Text segment
Single mode (DISABLE_MULTI=true)

Every incoming PDF is processed immediately on arrival. Use this if your printer is capable of producing multi-page PDFs natively — in that case the entire multi-page document arrives as a single file and no merging or trigger is needed. Home Assistant integration and the /trigger endpoint can be ignored entirely in this mode.

Multi mode (default, DISABLE_MULTI=false)

Use this if your printer creates one separate PDF per scanned page and cannot combine them into a single file itself. The first incoming scan starts a collection phase. Additional pages keep arriving as individual files. Once the Home Assistant button fires the trigger (or BUTTON_PAUSE seconds elapse), all collected PDFs are merged, processed, and uploaded to Paperless.

Scan page 1 → scan page 2 → ... → HA button → merge → process → upload to Paperless

Quick start

docker run -d \
  -v /path/to/data:/data \
  -p 8080:8080 \
  -e PAPERLESS_URL=http://paperless:8000 \
  -e PAPERLESS_TOKEN=your-api-token \
  scan-treatment:latest

Configuration

All settings are controlled via environment variables.

Variable Default Description
WATCH_DIR /data/import/ Directory watched for incoming scans
EXPORT_DIR /data/export/ Output directory when Paperless is not configured
SW_PATTERN scan-bw Filename prefix identifying B&W scans
MULTI_PATTERN multi Substring identifying multi-page scans
DISABLE_MULTI false true = ignore MULTI_PATTERN, process every file immediately
BW_DPI 300 DPI density for ImageMagick B&W processing
BW_PARAMS (see above) ImageMagick parameters for B&W processing
COLOR_PARAMS (see above) Ghostscript parameters for color processing
PAPERLESS_URL Base URL of your Paperless-ngx instance
PAPERLESS_TOKEN API token – found in the Django admin panel (/admin) under Tokens
HTTP_PORT 8080 Port for the HTTP trigger endpoint
BUTTON_PAUSE 1800 Seconds to wait for trigger before auto-proceeding
FAIL_PAUSE 60 Seconds between Paperless upload retries
TG_API_KEY Telegram bot token (optional)
TG_CHAT_ID Telegram chat ID (optional)
TG_NOTIFY_SUCCESS false true = also send Telegram notification on successful uploads
PRINTER_NOTIFY false true = update the matching scan job's display name in the printer menu after each batch
PRINTER_IP Printer IP address. Required for PRINTER_NOTIFY=true and all /scan/* endpoints. eSCL scanning is disabled if this is not set.

Directives
[A] In the scan-treatment documentation, how many seconds does BUTTON_PAUSE wait by default?
[B] Could you render this sentence from the scan-treatment documentation in German: "Every incoming PDF is processed immediately on arrival."
[C] Keep writing the scan-treatment documentation, starting after the PRINTER_IP row.

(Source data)
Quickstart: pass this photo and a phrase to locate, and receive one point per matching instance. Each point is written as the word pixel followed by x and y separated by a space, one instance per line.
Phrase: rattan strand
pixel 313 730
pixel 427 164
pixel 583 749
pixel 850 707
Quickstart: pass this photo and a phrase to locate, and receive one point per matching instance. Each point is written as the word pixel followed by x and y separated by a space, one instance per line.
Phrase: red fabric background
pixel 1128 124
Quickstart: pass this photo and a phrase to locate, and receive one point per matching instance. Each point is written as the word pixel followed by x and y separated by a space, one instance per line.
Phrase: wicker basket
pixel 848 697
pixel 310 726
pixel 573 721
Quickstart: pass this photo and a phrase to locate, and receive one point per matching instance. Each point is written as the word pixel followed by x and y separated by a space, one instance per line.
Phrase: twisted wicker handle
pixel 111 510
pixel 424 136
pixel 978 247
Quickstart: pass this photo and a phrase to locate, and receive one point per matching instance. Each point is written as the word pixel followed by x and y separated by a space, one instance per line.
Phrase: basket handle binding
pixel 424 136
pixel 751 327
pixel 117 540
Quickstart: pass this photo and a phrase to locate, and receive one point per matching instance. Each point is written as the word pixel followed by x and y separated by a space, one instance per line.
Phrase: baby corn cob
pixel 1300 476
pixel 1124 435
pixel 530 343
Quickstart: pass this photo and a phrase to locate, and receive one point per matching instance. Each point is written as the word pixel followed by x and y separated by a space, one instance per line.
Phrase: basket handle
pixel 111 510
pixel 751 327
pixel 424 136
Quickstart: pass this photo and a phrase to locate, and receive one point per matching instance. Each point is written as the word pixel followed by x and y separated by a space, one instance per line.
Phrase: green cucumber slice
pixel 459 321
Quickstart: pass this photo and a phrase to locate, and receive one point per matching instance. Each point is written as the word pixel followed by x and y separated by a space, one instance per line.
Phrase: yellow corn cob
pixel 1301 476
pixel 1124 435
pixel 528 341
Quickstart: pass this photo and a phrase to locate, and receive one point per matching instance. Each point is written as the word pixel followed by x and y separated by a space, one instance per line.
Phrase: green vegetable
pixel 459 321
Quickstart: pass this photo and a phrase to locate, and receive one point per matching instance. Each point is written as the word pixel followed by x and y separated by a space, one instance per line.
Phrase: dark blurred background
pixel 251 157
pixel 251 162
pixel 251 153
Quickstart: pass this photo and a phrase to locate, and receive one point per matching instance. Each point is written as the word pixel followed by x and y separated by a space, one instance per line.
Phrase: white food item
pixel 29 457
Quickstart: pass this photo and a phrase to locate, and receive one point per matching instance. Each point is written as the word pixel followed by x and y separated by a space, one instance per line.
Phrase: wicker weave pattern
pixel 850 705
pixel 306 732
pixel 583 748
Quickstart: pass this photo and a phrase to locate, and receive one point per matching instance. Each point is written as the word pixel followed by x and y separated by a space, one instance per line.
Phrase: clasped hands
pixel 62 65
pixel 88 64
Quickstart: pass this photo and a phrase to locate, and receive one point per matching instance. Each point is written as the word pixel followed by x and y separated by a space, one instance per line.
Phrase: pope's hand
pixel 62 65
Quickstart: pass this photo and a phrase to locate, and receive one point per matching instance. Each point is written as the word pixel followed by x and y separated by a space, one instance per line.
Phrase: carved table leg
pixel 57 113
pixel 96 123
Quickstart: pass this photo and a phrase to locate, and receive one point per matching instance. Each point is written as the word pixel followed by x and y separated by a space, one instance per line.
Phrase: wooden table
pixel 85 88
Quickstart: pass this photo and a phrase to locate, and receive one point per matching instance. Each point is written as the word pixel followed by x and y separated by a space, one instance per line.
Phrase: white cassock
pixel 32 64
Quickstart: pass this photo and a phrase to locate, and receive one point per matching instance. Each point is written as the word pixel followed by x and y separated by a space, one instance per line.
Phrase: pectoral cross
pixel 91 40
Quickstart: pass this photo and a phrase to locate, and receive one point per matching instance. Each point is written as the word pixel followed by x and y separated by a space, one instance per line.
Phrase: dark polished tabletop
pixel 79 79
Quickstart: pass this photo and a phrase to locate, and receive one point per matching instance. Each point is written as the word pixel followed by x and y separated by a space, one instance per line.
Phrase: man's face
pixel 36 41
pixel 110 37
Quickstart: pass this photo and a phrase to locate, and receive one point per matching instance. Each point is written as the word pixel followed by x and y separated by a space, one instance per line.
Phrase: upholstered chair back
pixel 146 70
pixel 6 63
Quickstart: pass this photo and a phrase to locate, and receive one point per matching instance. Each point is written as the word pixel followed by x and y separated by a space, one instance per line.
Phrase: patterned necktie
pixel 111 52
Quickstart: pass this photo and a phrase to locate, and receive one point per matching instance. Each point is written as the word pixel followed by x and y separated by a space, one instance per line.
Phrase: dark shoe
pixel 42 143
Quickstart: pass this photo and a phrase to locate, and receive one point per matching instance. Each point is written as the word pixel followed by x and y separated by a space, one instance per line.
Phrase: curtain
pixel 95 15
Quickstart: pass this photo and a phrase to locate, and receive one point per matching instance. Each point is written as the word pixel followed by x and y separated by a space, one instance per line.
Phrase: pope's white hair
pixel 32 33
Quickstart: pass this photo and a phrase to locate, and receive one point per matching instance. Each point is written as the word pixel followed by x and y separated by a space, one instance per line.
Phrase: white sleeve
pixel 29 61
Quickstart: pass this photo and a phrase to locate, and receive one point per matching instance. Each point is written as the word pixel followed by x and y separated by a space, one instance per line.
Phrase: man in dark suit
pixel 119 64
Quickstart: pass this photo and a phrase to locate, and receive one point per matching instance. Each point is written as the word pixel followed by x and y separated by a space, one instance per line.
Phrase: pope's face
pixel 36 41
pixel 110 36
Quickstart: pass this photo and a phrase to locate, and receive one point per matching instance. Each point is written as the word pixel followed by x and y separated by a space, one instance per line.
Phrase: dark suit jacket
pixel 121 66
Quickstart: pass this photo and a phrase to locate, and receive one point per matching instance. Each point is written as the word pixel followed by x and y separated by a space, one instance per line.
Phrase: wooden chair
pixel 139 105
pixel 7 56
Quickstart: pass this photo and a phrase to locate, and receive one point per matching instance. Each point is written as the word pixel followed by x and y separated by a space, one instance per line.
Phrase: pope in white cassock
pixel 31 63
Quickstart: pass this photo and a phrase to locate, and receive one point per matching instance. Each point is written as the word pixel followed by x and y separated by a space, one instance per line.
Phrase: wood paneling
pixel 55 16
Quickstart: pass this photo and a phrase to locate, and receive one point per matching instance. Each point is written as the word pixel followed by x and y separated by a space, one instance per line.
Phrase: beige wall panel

Task results
[A] 1800 seconds.

[B] Jedes eingehende PDF wird sofort nach dem Eintreffen verarbeitet.

[C]
PRINTER_USER Optional filter: only update jobs whose display name contains this string. Useful when multiple containers share one printer.
ESCL_BW_DPI 600 DPI for B&W scans via /scan/single/bw and /scan/multi/bw
ESCL_COLOR_DPI 600 DPI for color scans via /scan/single/color and /scan/multi/color
TZ Europe/Berlin Timezone for log timestamps and output filenames (e.g. Europe/London, America/New_York)

HTTP endpoints

All endpoints accept GET and POST. The container exposes them on HTTP_PORT (default 8080).

Path Description
/trigger Start multi-page processing
/health Health check, returns 200 OK
/status Current scan state as JSON
/scan/single/bw Scan one B&W page and process immediately (requires PRINTER_IP)
/scan/single/color Scan one color page and process immediately (requires PRINTER_IP)
/scan/multi/bw Add a B&W page to the current multi-page batch (requires PRINTER_IP)
/scan/multi/color Add a color page to the current multi-page batch (requires PRINTER_IP)
/scan/multi/next Add a page in the same mode as the current batch, auto-detects B&W or color (requires PRINTER_IP)
# trigger manually
curl http://<host>:8080/trigger

# current state
curl http://<host>:8080/status

# scan single B&W page and upload to Paperless
curl http://<host>:8080/scan/single/bw

# add pages to a multi-page batch, then trigger processing
curl http://<host>:8080/scan/multi/bw
curl http://<host>:8080/scan/multi/next
curl http://<host>:8080/trigger

eSCL scanning (/scan/*)

The /scan/* endpoints trigger the scanner directly via the eSCL (AirPrint Scan) protocol — no SMB share or physical button press required. The printer handles the scan and the container downloads the result automatically.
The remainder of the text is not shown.